Saved data entries:

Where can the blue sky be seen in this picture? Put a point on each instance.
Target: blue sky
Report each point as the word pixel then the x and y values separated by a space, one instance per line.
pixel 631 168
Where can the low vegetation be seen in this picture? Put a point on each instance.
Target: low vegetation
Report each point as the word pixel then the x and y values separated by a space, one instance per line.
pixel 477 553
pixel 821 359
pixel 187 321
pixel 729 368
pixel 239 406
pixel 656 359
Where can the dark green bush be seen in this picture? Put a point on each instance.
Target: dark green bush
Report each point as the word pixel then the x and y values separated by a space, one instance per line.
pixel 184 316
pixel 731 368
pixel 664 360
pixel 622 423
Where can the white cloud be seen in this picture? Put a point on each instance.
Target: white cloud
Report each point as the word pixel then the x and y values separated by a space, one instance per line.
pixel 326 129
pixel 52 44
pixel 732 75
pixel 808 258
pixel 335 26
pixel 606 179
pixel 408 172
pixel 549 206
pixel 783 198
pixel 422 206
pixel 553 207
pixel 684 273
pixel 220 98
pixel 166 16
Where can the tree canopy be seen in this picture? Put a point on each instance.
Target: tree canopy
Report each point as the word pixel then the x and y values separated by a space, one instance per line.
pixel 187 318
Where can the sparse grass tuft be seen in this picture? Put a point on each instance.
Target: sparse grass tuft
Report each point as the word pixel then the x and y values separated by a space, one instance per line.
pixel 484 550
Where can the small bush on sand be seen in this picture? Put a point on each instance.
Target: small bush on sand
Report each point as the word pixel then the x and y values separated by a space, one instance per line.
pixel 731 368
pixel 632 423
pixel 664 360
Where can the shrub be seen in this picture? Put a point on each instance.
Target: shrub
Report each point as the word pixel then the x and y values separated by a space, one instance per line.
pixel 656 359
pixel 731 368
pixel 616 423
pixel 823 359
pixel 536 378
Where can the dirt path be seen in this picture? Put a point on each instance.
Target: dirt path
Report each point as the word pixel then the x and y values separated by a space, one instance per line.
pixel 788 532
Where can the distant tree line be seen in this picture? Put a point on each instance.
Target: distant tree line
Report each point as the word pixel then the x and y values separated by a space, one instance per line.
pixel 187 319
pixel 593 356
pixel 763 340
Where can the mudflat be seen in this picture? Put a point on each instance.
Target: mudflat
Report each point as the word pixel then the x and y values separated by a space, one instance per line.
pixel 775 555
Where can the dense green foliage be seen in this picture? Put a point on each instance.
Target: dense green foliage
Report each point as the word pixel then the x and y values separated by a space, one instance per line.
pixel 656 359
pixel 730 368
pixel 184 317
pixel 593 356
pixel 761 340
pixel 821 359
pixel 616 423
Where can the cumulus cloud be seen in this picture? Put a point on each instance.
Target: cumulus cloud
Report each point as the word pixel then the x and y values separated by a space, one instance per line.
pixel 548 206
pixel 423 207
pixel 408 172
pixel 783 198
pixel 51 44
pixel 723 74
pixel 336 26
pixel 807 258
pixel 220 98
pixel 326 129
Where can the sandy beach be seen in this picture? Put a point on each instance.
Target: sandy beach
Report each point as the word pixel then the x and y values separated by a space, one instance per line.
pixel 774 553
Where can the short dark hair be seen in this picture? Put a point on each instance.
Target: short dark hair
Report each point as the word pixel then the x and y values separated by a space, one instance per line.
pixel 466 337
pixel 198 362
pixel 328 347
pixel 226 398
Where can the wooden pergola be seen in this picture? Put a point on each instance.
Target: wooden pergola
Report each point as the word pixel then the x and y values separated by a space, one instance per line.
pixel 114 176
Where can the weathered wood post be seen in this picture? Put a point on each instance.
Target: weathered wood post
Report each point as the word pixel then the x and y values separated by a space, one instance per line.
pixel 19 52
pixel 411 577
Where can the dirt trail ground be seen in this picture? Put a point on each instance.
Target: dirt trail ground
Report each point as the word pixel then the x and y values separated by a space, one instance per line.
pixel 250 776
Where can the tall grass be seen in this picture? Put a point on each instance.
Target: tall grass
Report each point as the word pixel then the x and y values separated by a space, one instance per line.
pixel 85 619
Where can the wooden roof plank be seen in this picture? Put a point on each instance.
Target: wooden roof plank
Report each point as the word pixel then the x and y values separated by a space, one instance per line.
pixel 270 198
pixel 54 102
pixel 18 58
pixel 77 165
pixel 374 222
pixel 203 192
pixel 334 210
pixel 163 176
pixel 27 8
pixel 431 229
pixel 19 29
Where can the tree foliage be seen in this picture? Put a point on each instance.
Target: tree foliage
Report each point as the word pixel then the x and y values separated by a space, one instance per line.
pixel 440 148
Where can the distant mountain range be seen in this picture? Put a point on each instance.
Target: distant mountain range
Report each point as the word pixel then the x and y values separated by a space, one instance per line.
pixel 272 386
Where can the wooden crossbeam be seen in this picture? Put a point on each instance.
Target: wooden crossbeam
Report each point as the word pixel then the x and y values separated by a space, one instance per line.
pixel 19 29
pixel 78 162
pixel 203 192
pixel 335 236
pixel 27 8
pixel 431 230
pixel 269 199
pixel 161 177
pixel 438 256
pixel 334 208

EXERCISE REQUIREMENTS:
Please copy each line of the entries in which the word "hair" shows up.

ANSWER SPACE:
Where can the short dark hair be seen in this picture? Put a point on each instance.
Target: short dark hair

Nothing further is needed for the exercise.